- STATED PROBLEM -
Copy every row below character for character, but leave the pictures out of your answer.

- DATASET EXTRACT -
============================================================
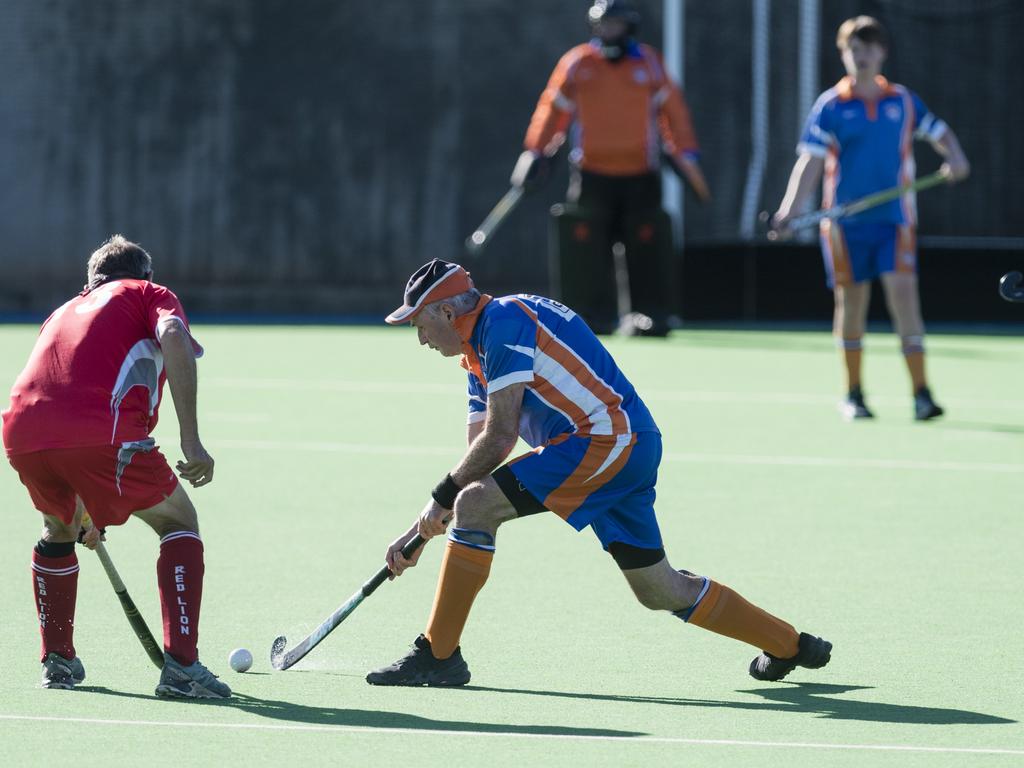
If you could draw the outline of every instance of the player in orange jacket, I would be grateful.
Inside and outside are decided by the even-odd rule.
[[[617,312],[611,249],[622,243],[632,316],[645,315],[622,328],[664,335],[671,310],[672,234],[662,210],[663,157],[701,201],[711,194],[683,94],[660,54],[635,39],[639,13],[622,0],[597,0],[588,17],[594,37],[555,67],[511,181],[537,186],[568,136],[567,205],[555,213],[561,298],[595,330],[612,330]]]

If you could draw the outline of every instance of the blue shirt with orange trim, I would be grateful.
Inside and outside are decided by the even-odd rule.
[[[823,208],[912,182],[913,139],[937,141],[946,132],[946,124],[916,93],[883,77],[878,83],[882,96],[865,101],[854,95],[852,80],[843,78],[818,96],[807,118],[797,152],[825,160]],[[914,195],[907,193],[849,220],[916,223]]]
[[[466,321],[470,424],[485,418],[488,393],[521,382],[519,435],[534,447],[566,433],[658,432],[611,354],[564,304],[527,294],[484,296]]]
============================================================
- REPLY -
If you could draw the outline of every instance of the player in orange jacket, I would be grateful.
Inside and outside are decided by the even-odd rule.
[[[617,312],[611,249],[622,243],[632,316],[645,315],[622,328],[664,335],[671,310],[672,234],[662,210],[663,157],[701,201],[711,194],[683,94],[660,54],[635,39],[639,13],[622,0],[597,0],[588,17],[594,37],[555,67],[511,181],[537,186],[568,136],[567,205],[555,213],[561,298],[595,330],[612,330]]]

If you could draw the outline of every instance of the blue shirt with orange trim, I would be grateful.
Inside and outside are decided by the even-odd rule.
[[[823,208],[912,182],[913,139],[937,141],[946,132],[946,124],[916,93],[883,77],[878,83],[882,96],[865,101],[854,95],[852,80],[843,78],[818,96],[807,118],[797,152],[825,160]],[[914,195],[907,193],[849,220],[916,223]]]
[[[466,321],[470,424],[485,418],[488,393],[521,382],[519,435],[534,447],[566,433],[658,432],[611,354],[564,304],[527,294],[484,296]]]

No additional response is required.